• **Halaman**:
THALHAH BIN UBAIDILLAH

Thalhah bin Ubaidillah

Nasabnya

Thalhah bin Ubaidillah bin Utsman bin Amru bin Ka’ab bin Sa’ad bin Taim bin Murrah bin Ka’ab bin Lu’ay bin Ghalib bin Fihr bin Malik bin Nadhar bin Kinanah, Al-Quraisy At-Taimi Al-Makki dan kemudian Al-Madani. Julukannya Abu Muhammad, dengan ini ia dipanggil oleh Rosululloh Sholallohu ‘alaihi wassalam dan para sahabatnya. Nasabnya bertemu dengan Rosululloh Sholallohu ‘alaihi wassalam pada Murrah bin Ka’ab bin Lu’ay dan dengan nasab Abu Bakar Ass-Shiddiq pada Taim bin Murrah.

Cahaya Islam masuk lubuk hatinya melalui dakwah Abu Bakar Ash-Shiddiq. Benih-benih hidayah Thalhah bin Ubaidillah bermula dari saat ia mendengar seorang Rahib yang memberitahukan bahwa di Makkah akan muncul nabi terakhir dan ia akan hijrah ke Madinah. Maka Thalhah dengan antusias mencari tahu tentang berita ini ke penduduk Mekah hingga ia bertemu dengan Abu Bakar. Lalu Abu Bakar meyakinkan kepada Thalhah bahwa Nabi Muhammad Sholallohu ‘alaihi wassalam menyeru kepada kebenaran dan memerintahkan kepadanya untuk mengikuti ajaran Nabi. Kemudian keduanya menemui Nabi Sholallohu ‘alaihi wassalam dan Thalhah pun masuk Islam. Ujianpun menimpa dirinya setelah keislamannya. Tangannya diikat supaya ia tidak melaksanakan shalat dan meninggalkan agamanya. Namun ia tetap teguh dan kokoh di atas ajaran Islam.

• **Tugas Latihan**:
1/ Dengan julukan apa Rasulullah dan para sahabatnya memanggil Thalhah bin Ubaidillah menurut teks tentang Thalhah bin Ubaidillah?
2/ Salinlah dengan tepat bagian teks tentang Thalhah bin Ubaidillah yang dibuka dengan kata-kata yang memuat "Thalhah bin Ubaidillah bin" dan ditutup dengan "Taim bin Murrah.".

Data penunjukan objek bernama
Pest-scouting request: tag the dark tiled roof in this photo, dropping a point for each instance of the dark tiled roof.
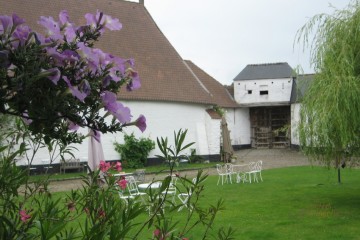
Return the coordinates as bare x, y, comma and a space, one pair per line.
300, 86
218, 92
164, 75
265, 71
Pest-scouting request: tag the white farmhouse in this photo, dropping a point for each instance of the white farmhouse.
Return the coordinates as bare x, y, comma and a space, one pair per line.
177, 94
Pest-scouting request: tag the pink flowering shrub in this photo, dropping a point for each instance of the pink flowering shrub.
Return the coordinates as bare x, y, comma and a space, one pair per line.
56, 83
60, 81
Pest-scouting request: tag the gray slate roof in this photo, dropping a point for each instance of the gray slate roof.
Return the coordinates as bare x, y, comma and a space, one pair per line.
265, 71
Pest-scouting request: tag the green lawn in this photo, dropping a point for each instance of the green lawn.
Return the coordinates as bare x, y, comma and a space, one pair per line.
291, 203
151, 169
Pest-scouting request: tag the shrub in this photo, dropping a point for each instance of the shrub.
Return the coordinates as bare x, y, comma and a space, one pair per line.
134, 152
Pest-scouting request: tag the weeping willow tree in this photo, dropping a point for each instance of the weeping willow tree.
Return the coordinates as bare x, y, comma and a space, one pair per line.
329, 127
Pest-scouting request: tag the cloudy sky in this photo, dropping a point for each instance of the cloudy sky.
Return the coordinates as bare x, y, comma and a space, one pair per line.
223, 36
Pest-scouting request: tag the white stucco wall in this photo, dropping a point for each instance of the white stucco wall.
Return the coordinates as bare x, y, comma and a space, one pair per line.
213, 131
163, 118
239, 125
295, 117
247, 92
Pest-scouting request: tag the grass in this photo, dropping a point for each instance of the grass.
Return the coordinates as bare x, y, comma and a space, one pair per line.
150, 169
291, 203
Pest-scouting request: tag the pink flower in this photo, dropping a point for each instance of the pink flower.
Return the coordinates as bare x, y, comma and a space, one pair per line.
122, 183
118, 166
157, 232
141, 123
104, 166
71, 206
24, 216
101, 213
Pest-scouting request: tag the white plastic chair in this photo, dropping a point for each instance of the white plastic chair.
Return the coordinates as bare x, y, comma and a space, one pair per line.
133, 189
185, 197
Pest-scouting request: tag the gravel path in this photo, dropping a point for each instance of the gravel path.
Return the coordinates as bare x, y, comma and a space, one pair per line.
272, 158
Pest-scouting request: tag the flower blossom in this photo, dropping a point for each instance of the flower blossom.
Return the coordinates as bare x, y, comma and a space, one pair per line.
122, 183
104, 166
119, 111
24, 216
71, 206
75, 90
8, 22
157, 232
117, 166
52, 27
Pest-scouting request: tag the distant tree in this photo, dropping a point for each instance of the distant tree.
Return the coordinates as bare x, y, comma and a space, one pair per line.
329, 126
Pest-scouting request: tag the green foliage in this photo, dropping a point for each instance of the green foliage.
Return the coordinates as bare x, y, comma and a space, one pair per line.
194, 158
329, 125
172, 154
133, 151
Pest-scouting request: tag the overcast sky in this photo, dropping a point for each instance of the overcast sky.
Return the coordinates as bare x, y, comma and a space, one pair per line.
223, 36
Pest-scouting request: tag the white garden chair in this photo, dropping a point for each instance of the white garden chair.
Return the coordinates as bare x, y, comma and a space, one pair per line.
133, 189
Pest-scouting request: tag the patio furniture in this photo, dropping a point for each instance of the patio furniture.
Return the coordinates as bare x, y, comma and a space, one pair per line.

• **Jawaban Latihan**:
1/ Abu Muhammad.

2/
Thalhah bin Ubaidillah bin Utsman bin Amru bin Ka’ab bin Sa’ad bin Taim bin Murrah bin Ka’ab bin Lu’ay bin Ghalib bin Fihr bin Malik bin Nadhar bin Kinanah, Al-Quraisy At-Taimi Al-Makki dan kemudian Al-Madani. Julukannya Abu Muhammad, dengan ini ia dipanggil oleh Rosululloh Sholallohu ‘alaihi wassalam dan para sahabatnya. Nasabnya bertemu dengan Rosululloh Sholallohu ‘alaihi wassalam pada Murrah bin Ka’ab bin Lu’ay dan dengan nasab Abu Bakar Ass-Shiddiq pada Taim bin Murrah.